• **Verilen metin**:
· · · · · · ·
Barbarlık verileri
Mart 2024'te, Türk olmayan herkese düşmanca yaklaşan ırkçı belediye başkanı Tanju Özcan'ın “Ben DEM Partililerle aynı kaldırımda bile yürümem!” dediğini duyunca, bunun nasıl ölümcül bir hastalık olduğunu vurgulamak için, beyaz Amerikan ırkçılarının başucu kitaplarından Turner Diaries (Turner Günlükleri) hakkında bir yazı yazmıştım.
National Alliance adlı neo-nazi örgütünün kurucusu William L. Pierce'ın 1978'de yayımladığı bu roman, 2099 yılından geriye bakarak 1999'da ABD'deki beyaz ve ırkçı olmayan herkese karşı yapılan katliamları ve Yeni ABD'nin kuruluşunu anlatıyordu. Kitap zaten aklı yerinde olmayan ırkçıları öyle etkiledi ki, 1980lerde romandaki şemaya uygun örgütler kurmaya, katliamlar yapmaya başladılar. The Order (Düzen), bu örgütlerin başında geliyordu.
Geçen hafta gösterime giren The Order/Düzen adlı filmde, bu örgütün 1983-'84 yıllarında yaptığı eylemler anlatılıyor. Turner Diaries de, Düzen'in 'akıl kitabı' olarak sık sık karşımıza çıkıyor. Hatta bir sahnede örgüt lideri, gece çocuğunu uyuturken Turner Diaries'i okuduğunu görüyoruz.
· · · · · · ·
• **Ham liste**:

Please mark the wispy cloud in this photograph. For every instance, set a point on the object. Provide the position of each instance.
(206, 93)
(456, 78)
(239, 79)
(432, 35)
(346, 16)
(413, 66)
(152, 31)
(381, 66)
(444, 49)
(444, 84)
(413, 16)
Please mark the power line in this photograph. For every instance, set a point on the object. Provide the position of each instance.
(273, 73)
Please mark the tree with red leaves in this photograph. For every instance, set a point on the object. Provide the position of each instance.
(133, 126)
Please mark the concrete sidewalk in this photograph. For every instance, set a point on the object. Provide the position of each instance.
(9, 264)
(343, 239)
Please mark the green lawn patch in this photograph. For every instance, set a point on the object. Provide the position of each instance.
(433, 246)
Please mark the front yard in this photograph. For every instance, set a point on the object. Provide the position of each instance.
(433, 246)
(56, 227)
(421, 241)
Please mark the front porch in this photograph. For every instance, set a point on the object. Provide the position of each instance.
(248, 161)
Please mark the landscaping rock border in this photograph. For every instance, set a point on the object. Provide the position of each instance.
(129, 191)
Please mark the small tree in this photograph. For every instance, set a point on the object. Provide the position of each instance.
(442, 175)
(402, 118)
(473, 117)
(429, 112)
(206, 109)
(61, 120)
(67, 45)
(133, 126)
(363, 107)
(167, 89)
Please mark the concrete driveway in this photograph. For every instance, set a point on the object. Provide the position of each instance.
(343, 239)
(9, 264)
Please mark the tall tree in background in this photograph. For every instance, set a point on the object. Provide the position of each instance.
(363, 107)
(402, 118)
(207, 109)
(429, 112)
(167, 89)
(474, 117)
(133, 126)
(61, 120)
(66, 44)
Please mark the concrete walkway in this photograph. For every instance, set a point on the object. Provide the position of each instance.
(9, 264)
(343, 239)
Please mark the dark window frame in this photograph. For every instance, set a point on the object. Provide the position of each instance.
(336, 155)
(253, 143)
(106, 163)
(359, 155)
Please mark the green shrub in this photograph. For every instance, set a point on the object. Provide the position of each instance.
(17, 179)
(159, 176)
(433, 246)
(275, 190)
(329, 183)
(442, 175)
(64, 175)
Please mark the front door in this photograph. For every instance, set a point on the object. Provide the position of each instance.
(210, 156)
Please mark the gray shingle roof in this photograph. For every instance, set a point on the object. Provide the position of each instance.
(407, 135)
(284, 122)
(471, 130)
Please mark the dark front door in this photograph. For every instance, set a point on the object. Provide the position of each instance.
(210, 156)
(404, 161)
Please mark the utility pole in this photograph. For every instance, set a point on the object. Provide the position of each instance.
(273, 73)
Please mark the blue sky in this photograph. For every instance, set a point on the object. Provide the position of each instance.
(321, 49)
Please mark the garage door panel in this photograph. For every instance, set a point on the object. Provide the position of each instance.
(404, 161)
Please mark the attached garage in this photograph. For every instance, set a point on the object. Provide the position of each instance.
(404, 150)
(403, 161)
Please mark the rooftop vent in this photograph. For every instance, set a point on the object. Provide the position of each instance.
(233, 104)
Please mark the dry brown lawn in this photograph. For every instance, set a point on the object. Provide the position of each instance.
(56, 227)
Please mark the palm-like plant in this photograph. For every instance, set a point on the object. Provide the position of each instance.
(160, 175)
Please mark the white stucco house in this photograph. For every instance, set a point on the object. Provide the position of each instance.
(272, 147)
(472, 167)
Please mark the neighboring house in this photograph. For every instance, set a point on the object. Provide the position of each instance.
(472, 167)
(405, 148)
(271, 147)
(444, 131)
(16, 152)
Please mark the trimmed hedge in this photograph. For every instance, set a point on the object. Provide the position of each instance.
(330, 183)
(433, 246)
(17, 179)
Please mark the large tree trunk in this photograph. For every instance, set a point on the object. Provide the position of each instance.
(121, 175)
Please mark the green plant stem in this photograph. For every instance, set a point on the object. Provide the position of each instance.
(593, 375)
· · · · · · ·
Verilen metinde "National Alliance adlı" sözlerinden "örgütlerin başında geliyordu." sözlerine kadar her şeyi tekrar yaz ve "National Alliance" ifadesini "Ulusal İttifak" olarak değiştir.

Ulusal İttifak adlı neo-nazi örgütünün kurucusu William L. Pierce'ın 1978'de yayımladığı bu roman, 2099 yılından geriye bakarak 1999'da ABD'deki beyaz ve ırkçı olmayan herkese karşı yapılan katliamları ve Yeni ABD'nin kuruluşunu anlatıyordu. Kitap zaten aklı yerinde olmayan ırkçıları öyle etkiledi ki, 1980lerde romandaki şemaya uygun örgütler kurmaya, katliamlar yapmaya başladılar. The Order (Düzen), bu örgütlerin başında geliyordu.